Document extract:
╭──

Brownsville incident (Tex.)

On 13 August 1906, shooting erupted between white citizens of Brownsville, Tex., and about 12 black troops of the 25th Infantry at Fort Brown. One townsman was killed and another wounded. When the fort's garrison refused to identify the dozen involved, Theodore Roosevelt ordered all 167 black soldiers dishonorably discharged and declared them ineligible for civil service employment. Criticism by Roosevelt's political enemies led Congress to order a formal investigation of his actions, but the court of inquiry's establishment was delayed indefinitely. The dismissals cost Roosevelt the black vote in 1912. In 1972 the army changed the men's discharges from dishonorable to honorable.

Bryan, William Jennings

(b. Salem, Ill., 19 March 1860; d. Dayton, Tenn., 26 July 1925) In 1887 Bryan opened a law office in Lincoln, Nebr. As a Democratic congressman (1891–4), he became a leading pro-silver advocate in the silver coinage controversy, but was defeated for the Senate in 1895 for opposing the Sherman Silver Purchase Act's repeal. By the 1896 Democratic convention, Bryan was the party's leading exponent of inflating the currency with silver, and his gripping cross of gold speech won him nomination as president. Also endorsed by the Populist party (see populism), Bryan stumped 18,000 miles and gave 600 speeches. He carried the South and West, but could not win over northeastern laborers or midwestern farmers; he lost by 95 electoral votes to William McKinley, but received 47.7 percent of the ballots. In 1900 he lost badly to McKinley by 137 electoral votes (with just 45.5 percent of the ballots); in 1908 he lagged William Taft by 321 to 162 in the electoral college, and won only 43.1 percent of the popular vote. Bryan was influential in making Woodrow Wilson the 1912 Democratic nominee and became his secretary of state, but left the cabinet when Wilson's policy on the HMS  Lusitania's sinking clashed with his own preferences for strict neutrality. He died after helping prosecute the Scopes trial.

╰──

Instruction: Copy the passage from the reference text on the Brownsville incident and Bryan from "On 13 August" to "dishonorable to honorable.", word for word.

Record set:

╭──

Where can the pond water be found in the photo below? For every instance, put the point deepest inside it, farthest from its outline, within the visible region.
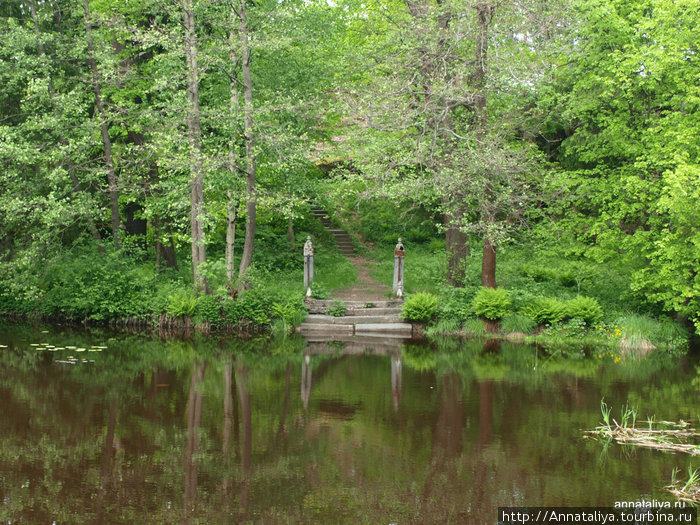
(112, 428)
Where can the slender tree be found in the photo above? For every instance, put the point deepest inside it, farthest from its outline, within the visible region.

╰──
╭──

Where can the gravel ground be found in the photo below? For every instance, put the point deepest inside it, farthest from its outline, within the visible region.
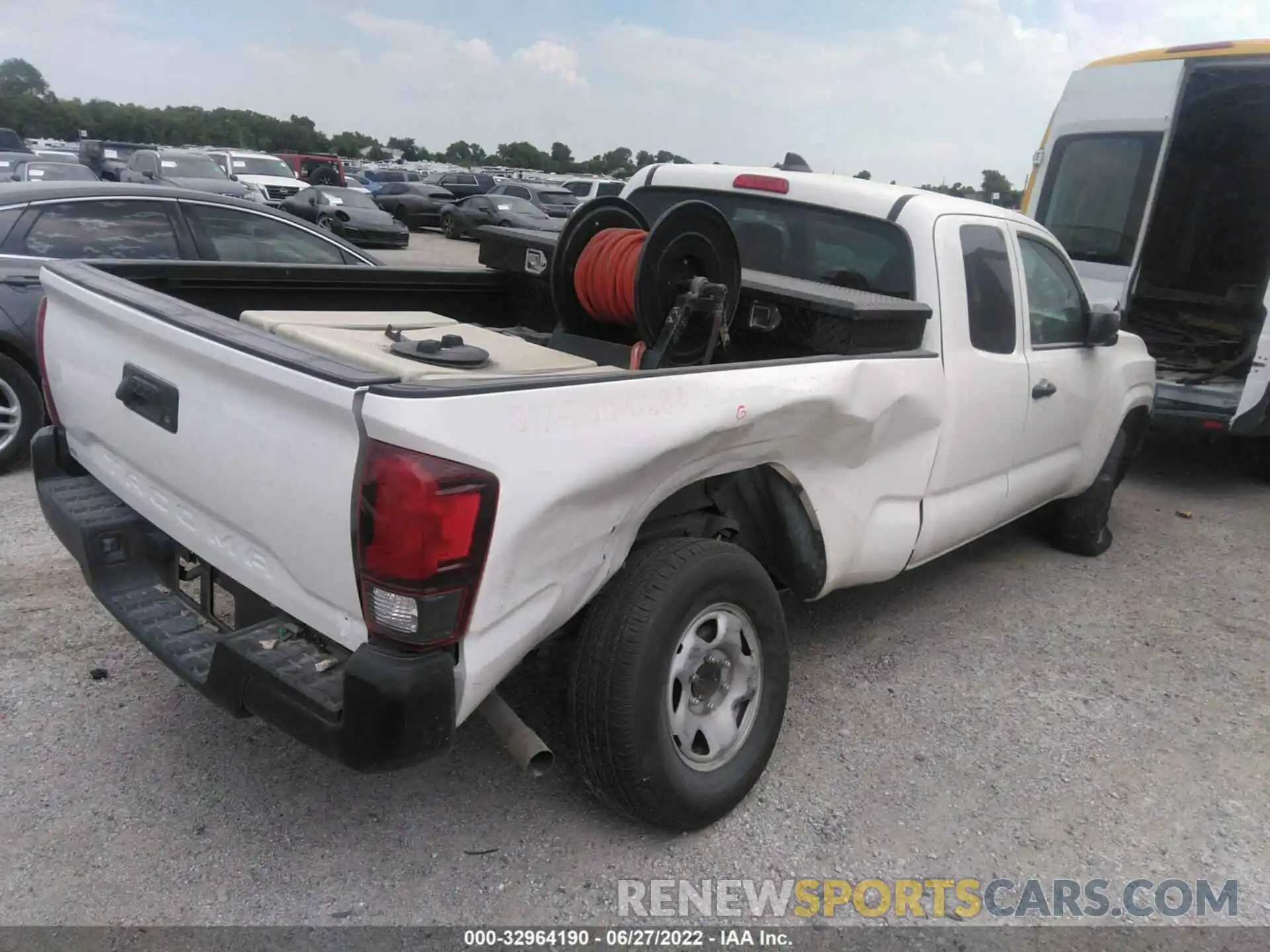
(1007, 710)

╰──
╭──

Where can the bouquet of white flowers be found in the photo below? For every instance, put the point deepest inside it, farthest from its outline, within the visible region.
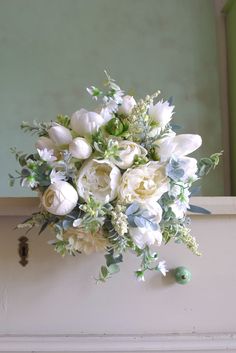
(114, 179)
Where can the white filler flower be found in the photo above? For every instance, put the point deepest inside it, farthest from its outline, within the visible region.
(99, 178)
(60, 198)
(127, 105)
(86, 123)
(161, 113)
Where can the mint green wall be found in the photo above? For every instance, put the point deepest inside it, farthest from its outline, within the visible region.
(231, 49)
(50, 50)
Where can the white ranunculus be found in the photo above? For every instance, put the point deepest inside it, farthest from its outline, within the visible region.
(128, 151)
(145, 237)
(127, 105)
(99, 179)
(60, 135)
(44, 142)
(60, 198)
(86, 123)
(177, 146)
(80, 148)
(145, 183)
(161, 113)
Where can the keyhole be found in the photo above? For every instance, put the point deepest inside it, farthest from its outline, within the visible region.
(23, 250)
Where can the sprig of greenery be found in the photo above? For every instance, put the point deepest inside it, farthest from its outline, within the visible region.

╰──

Response:
On 13 August 1906, shooting erupted between white citizens of Brownsville, Tex., and about 12 black troops of the 25th Infantry at Fort Brown. One townsman was killed and another wounded. When the fort's garrison refused to identify the dozen involved, Theodore Roosevelt ordered all 167 black soldiers dishonorably discharged and declared them ineligible for civil service employment. Criticism by Roosevelt's political enemies led Congress to order a formal investigation of his actions, but the court of inquiry's establishment was delayed indefinitely. The dismissals cost Roosevelt the black vote in 1912. In 1972 the army changed the men's discharges from dishonorable to honorable.